== DOCUMENT EXTRACT

By Antonio Mwanza
This week has been dominated by discussions concerning the Performance of the KWACHA.
I have heard a lot of theories from politicians and my fellow Facebook Economists and Keyboard Warriors claiming all sorts of things about why the performance of the KWACHA against major convertible currencies has been weak.
Well, today I have decided to add my voice to this very important discussion. My response is based purely on research and empirical data.
1. PERSPECTIVE
Ever since the Government decided to start using the KWACHA as an official medium of exchange, Zambia’s currency has seen a lot of fluctuations.
At no point has our currency performed better than the dollar since it came into being after a government policy decision to decimalize the national currency in 1967 that saw the birth of the KWACHA and the NGWEE, replacing the Zambian pound, shilling, and pence in 1968.
2. WHY ARE THE KWACHA PERFORMING POORLY?
There are a number of reasons why the performance of the KWACHA has been weak recently. These include:
a) Lower Productivity In The Mining Sector:
The mines account for over 70% of all our export earnings. And the low productivity in the mining sector as a result of a number of factors such as the Covid-19 pandemic, low commodity prices at the international market, the on-going legal and structural problems with huge copper mines such as KCM and now Mopani have all contributed to reduced productivity.
b) Slow Growth Of The World Economy:
The growth of the global economy has significantly slowed with some of the major world economies heading into recession largely due to the Covid-19 pandemic which has seen millions of job losses and the closure and/or downsizing of major companies and production lines.
c) Droughts, Floods and Erratic Electricity Supply:
The continued load shedding is negatively impacting on production and productivity since most businesses rely on electricity for production.
Further, load shedding is pushing the cost of production upwards as people are spending more on alternative sources of energy.
It is important to note that Zambia depends highly on hydropower and the droughts we have been experiencing mostly in the Southern part which is our major source of hydro power has created a huge electricity deficit resulting in the current load shedding.
We are happy that the Government has Continued to diversify the Energy sector to stop over-reliance on hydropower. In addition, the massive investment of around 3 billion dollars which the PF Government has injected in the energy infrastructure development will ease the pressure once these projects are concluded next year and beyond.
Further, the upward adjustments of electricity tariffs to cost-reflective ones will attract the private sector to invest in private power energy projects hence increasing electricity generation and cutting down the energy deficit.

====
== DATA PROVIDED

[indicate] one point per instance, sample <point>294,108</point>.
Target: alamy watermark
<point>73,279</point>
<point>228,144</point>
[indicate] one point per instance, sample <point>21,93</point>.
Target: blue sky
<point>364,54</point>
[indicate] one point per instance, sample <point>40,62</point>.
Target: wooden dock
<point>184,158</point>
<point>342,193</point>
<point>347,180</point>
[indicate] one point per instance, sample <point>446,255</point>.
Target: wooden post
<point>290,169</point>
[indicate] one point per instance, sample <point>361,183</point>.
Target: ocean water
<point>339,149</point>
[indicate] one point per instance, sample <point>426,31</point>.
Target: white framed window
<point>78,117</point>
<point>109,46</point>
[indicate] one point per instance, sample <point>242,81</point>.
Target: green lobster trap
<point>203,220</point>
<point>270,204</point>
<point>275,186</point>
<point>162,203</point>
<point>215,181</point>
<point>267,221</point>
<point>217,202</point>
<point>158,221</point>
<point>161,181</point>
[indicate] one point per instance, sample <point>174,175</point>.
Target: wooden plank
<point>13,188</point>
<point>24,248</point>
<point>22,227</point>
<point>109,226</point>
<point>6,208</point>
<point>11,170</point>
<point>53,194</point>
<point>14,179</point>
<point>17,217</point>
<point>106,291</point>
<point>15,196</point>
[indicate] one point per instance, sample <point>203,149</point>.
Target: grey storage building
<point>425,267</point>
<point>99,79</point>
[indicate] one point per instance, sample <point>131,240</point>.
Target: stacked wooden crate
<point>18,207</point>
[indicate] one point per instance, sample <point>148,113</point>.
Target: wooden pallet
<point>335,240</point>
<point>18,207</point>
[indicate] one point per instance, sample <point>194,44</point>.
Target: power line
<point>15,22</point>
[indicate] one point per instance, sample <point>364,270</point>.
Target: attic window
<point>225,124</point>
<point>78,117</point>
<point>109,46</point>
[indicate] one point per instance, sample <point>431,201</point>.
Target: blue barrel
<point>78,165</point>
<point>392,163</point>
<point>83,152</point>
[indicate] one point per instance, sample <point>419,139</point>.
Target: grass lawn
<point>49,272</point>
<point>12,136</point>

====

> [WORK REQUEST A]
Answer these questions using the article on the kwacha's weak performance:
(i) In what year did the kwacha and ngwee replace the Zambian pound, shilling, and pence?
(ii) What share of Zambia's export earnings do the mines account for?
(iii) About how much has the PF Government invested in energy infrastructure development?
> [WORK REQUEST B] Copy everything from "By Antonio Mwanza" down to "pence in 1968." in the article on the kwacha's weak performance.
> [WORK REQUEST C] Write what follows the final sentence of the article on the kwacha's weak performance.
The records stand apart from the text and are unrelated material.

> [TASK RESULT A]
(i) 1968
(ii) Over 70%
(iii) Around 3 billion dollars

> [TASK RESULT B]
By Antonio Mwanza
This week has been dominated by discussions concerning the Performance of the KWACHA.
I have heard a lot of theories from politicians and my fellow Facebook Economists and Keyboard Warriors claiming all sorts of things about why the performance of the KWACHA against major convertible currencies has been weak.
Well, today I have decided to add my voice to this very important discussion. My response is based purely on research and empirical data.
1. PERSPECTIVE
Ever since the Government decided to start using the KWACHA as an official medium of exchange, Zambia’s currency has seen a lot of fluctuations.
At no point has our currency performed better than the dollar since it came into being after a government policy decision to decimalize the national currency in 1967 that saw the birth of the KWACHA and the NGWEE, replacing the Zambian pound, shilling, and pence in 1968.

> [TASK RESULT C]
The PF Government has put so much emphasis on Agriculture as we aim high on diversification. This sector has been hit badly with droughts in Southern and Western Provinces and floods in Eastern and Muchinga Provinces which are some of our major agro producing provinces. This has led to reduced agro production hence reduced agro exports which are key in foreign exchange earnings.
d) Debt Servicing:
With reduced production due to Climate Change, low commodity prices, electricity deficit and the Covid-19 the cost of debt servicing has gone up. This has a direct impact on the KWACHA as we spend more dollars servicing debt.
It must be made clear that Zambia’s debt was necessary as we needed money to develop our infrastructure in order to spur economic development.
Contrary to Opposition Propaganda we have borrowed for production and not consumption. We have used the debt money very well and the economic value of our debt is visible for all to see and feel. We have more roads, more universities, more hospitals, more schools, processing plants, improved energy, communication and agro infrastructure among many other things thanks to our debt.
Most importantly our debt levels are within accepted thresholds and we have never defaulted.
By the way there is no single country in the world that has no debt.
Even at the individual level, we borrow, what is important is to use your debt on production and not consumption and that is exactly what we have done.
e) The Central Bank
President Lungu did very well to fire Dr. Denny Kalyalya. It is clear that for five years that our good brother was at Central Bank, he failed to stir a vibrant monetary policy to reduce the volatility of KWACHA.
In case you did not know, the central banks control and manipulate the national money supply: issuing currency and setting interest rates on loans and bonds.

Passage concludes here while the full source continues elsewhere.